══ Record extracts ══

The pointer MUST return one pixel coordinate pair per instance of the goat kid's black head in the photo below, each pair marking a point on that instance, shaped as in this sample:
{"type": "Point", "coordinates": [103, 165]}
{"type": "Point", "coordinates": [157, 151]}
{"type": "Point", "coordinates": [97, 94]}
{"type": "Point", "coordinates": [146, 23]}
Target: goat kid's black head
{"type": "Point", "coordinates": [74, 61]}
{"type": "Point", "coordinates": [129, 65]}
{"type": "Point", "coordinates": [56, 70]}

═══

#### What is needed
Nothing should be changed: write out all of the data as is.

#### Response
The pointer MUST return one pixel coordinate pair per instance of the goat kid's black head in the photo below, each pair marking a point on that instance, shaped as in this sample:
{"type": "Point", "coordinates": [103, 165]}
{"type": "Point", "coordinates": [157, 151]}
{"type": "Point", "coordinates": [97, 94]}
{"type": "Point", "coordinates": [146, 23]}
Target: goat kid's black head
{"type": "Point", "coordinates": [74, 61]}
{"type": "Point", "coordinates": [129, 65]}
{"type": "Point", "coordinates": [56, 70]}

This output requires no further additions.